Task
Find "Where can you see the white cow's" in the material below, then copy that line and every subsequent line to the end, exactly.

Supplied data

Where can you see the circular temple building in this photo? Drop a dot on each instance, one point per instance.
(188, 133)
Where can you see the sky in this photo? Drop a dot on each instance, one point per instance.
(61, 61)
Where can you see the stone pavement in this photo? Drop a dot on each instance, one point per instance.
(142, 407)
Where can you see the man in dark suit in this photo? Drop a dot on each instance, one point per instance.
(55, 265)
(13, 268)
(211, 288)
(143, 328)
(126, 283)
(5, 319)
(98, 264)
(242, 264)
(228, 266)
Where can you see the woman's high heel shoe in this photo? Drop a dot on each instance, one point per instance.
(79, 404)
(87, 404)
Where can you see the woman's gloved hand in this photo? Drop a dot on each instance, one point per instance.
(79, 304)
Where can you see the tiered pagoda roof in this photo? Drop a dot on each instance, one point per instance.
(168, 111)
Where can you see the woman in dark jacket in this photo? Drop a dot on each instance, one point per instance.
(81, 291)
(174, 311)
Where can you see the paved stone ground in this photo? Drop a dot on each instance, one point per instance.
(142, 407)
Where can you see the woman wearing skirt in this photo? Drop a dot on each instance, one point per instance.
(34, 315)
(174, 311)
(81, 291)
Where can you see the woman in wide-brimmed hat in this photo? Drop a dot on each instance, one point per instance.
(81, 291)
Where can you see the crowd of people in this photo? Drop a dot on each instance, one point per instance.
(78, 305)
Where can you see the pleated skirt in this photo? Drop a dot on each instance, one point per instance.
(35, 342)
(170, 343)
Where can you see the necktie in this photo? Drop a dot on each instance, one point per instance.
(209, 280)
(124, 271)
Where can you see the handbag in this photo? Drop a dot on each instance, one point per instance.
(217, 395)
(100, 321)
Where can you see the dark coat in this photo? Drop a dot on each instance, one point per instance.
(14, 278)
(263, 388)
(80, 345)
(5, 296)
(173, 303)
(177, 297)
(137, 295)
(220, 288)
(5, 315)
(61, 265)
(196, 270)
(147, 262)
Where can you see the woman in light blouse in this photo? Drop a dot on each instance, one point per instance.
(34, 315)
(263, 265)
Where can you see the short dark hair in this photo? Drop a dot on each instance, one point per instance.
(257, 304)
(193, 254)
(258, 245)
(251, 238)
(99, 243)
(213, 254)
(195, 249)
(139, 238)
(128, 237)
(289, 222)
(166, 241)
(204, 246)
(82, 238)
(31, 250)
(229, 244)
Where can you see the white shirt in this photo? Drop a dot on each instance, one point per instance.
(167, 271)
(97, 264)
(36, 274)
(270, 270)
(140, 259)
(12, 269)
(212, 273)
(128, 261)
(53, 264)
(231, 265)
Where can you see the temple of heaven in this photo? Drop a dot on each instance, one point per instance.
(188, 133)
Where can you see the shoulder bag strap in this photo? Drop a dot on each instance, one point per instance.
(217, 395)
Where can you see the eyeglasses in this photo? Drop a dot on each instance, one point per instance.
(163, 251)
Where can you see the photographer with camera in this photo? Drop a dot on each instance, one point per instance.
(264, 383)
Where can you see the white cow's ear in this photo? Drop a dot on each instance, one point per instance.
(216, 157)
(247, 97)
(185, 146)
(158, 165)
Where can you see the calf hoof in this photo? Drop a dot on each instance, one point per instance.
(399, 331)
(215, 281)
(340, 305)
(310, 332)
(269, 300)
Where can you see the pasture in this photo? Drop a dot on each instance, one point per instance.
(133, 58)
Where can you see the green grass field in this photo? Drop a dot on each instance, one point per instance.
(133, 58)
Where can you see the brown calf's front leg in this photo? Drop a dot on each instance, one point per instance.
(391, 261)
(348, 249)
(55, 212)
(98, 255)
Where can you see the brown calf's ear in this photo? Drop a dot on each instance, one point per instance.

Reply to the task
Where can you see the white cow's ear in this photo? Drop a dot on each instance, one point per instance.
(216, 157)
(247, 97)
(185, 146)
(158, 165)
Where can you see the calf hoof in this photo? Drop a dot on each instance, one point per instance.
(399, 331)
(215, 281)
(340, 305)
(310, 332)
(269, 300)
Where can you see the pasture in this photo? Drop a dot on each instance, one point per instance.
(133, 58)
Where can you see the green grass field in this photo? Drop a dot on each instance, one point per instance.
(133, 58)
Where can you see the brown calf's front leg in this photo? Drop a dot on each instance, one point per instance.
(391, 261)
(348, 249)
(55, 212)
(98, 255)
Where can you see the brown calf's ear in this photo? Drop a dot on each instance, one point per instance.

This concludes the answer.